══ Document segment
Toxic Theology: Learning Doesn’t Matter

Toxic Theology: Learning Doesn’t Matter June 25, 2017

Temple of Learning
An Honest-to-Goodness Temple

Another installment of “Toxic Theology”. Some things are just too poisonous to leave alone.

By remarkably effective PR, the LDS church still projects into the very mainstream media that it is The Mormon Church. The LDS church’s size contributes to the illusion that the LDS church constitutes all that is Mormon-dom. A very quick glance at history and the extant field of Mormon institutions gives the lie to LDS messaging on this point. In fact, the LDS church is only one among many institutions that carries on the Mormon tradition of the 1830’s.* The LDS church’s exclusive claim on Mormonism is an effort to claim a unique legitimacy in the public mind.

Worse, perhaps, the LDS church has successfully sustained the illusion that it is not, itself, internally, a composite of sects. A sort-of-quick glance at beliefs, ideologies, allegiances, and practices among LDS-Mormon people reveals that today’s LDS-dom is, actually, an aggregate of distinct groups possessing their own internal cohesion and firm distinctions from the other groups.

As an indicative illustration, one will find hard-core creationists and hard-core evolutionists among LDS-Mormons. Some LDS-Mormons will tell you that the earth is five (or maybe six) thousand years old. Other LDS-Mormons will tell you that the earth is more than four billion years old. Both camps can cite LDS-Mormon scripture, dogma, authority, and tradition to support their position. Though doctrinally irreconcilable, both are perfectly legitimate, perfectly faithful, LDS-Mormon ideologies.** Mutually-exclusive views of earth’s age and of biological evolution that, nevertheless, do not exclude each other are among the many things pointing to LDS-Mormonism’s sectarian composition.
════
══ Supplied data
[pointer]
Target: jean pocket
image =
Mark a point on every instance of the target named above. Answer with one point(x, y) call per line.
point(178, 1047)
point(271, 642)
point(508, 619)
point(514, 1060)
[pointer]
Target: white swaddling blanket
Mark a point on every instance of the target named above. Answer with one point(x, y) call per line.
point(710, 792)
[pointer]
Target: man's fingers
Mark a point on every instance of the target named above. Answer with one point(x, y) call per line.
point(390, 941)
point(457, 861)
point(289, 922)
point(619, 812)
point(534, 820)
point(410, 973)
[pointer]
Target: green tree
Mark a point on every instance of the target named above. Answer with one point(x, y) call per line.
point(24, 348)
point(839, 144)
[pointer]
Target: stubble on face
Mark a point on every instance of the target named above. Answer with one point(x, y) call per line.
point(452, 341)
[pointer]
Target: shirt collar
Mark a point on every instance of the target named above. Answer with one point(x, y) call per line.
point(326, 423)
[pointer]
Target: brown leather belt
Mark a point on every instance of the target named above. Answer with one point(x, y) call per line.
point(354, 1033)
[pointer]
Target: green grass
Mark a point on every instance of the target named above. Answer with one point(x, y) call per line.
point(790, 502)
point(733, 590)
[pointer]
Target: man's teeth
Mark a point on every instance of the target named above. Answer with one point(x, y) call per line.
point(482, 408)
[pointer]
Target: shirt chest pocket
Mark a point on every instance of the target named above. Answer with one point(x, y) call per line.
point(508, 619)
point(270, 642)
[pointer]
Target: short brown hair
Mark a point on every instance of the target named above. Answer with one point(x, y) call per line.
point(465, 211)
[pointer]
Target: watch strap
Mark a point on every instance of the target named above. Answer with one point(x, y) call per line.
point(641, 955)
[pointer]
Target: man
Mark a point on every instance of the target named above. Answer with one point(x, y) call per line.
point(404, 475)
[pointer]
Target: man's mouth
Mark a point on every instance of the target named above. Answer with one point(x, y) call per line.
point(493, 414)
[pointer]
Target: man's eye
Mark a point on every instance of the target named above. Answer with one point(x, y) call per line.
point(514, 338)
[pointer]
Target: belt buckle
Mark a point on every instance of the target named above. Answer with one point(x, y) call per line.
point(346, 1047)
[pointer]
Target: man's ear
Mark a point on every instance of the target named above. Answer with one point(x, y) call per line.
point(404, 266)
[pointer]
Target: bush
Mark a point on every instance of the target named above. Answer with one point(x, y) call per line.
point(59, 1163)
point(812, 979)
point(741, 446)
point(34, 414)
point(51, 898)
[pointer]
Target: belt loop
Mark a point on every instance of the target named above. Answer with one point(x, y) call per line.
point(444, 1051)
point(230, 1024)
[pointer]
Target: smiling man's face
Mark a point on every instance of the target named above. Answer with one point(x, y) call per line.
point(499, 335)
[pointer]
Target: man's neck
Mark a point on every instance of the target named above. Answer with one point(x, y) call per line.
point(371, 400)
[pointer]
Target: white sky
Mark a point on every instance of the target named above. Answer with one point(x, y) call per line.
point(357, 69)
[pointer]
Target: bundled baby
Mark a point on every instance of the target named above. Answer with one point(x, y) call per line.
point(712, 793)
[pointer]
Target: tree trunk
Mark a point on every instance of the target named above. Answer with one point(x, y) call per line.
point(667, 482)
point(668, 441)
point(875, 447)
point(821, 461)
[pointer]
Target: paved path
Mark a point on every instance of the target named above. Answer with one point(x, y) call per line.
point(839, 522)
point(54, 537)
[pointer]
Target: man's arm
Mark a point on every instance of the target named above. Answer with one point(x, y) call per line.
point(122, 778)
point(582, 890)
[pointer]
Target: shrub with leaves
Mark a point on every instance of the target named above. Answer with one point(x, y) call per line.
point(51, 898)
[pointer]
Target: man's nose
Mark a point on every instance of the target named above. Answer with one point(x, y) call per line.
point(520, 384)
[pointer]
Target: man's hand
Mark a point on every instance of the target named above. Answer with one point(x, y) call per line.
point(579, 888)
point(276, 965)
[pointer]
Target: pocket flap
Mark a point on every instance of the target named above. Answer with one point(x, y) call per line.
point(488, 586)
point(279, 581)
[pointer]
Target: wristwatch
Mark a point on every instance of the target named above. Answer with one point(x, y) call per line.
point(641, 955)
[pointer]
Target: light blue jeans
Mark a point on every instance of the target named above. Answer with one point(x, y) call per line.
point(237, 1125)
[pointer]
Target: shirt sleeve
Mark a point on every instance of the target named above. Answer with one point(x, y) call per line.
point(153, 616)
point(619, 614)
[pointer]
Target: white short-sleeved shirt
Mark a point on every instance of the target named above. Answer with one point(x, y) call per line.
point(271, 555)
════
**Tasks for this exercise:**
**1.** What does the Toxic Theology essay say the LDS church's exclusive claim on Mormonism is an effort to do?
**2.** Continue the Toxic Theology essay from the end of its final paragraph.

**Answers below:**
**1.** It is an effort to claim a unique legitimacy in the public mind.

**2.**
In the way that the LDS church so dominates the field of Mormon institutions as to appear to be The Mormon Church, neo-orthodox LDS-Mormonism so dominates the LDS church that this sect seems indistinguishable from the institution, a conflation that neo-orthodoxy labors to sustain in order to secure unique legitimacy and unique power.

One of the doctrines that the neo-orthodox sect has weaponized in the service of defending its control of the LDS church came over the pulpit of my local congregation, once again, today. “God wants you to learn,” went today’s sermon, “history and science and art.” And then, the neo-orthodox missile: “But not if learning leads to disobedience.”

“O the vainness, and the frailties, and the foolishness of men!” the sermon continued, quoting Mormon scripture. “When they are learned they think they are wise, and they hearken not unto the counsel of God.”

The message, here, acknowledged a crucial element of Mormonism’s roots in Jacksonian New England. The first Mormons were committed, dedicated, to learning. The whole thing was predicated on a book, after all. In addition, by early-nineteenth-century standards, the early Mormon community invested absurd resources in intellectual pursuits. Within a couple of years of its 1830 founding, the Mormon community had set up what it called The School of the Prophets, in Ohio and in Missouri, imitating already bygone institutions at Harvard and Yale. In this school, the founders of Mormonism not only communed with each other over spiritual matters, they studied perfectly secular subjects like grammar, math, geography, and penmanship. They even hired honest-to-goodness professors to teach them Hebrew, Greek, and Latin. For this early community, education was a spiritual pursuit. At the roots of Mormonism, learning was itself, in itself, divine.

But, Mormonism’s founders were decidedly lower-class. There were merchant-class individuals among them, but, for the most part, the population was composed of frontier farmers and craftspersons, barely educated at all prior to their participation in the School, and decidedly at the margins—geographically, economically, culturally—of a very young nation. Education, for these scions of Jackson, was not only essentially religious, it was a democratic assertion of their equality with the elites who inhabited the centers of the country’s power, including seminary-educated ministers who occupied high-profile places.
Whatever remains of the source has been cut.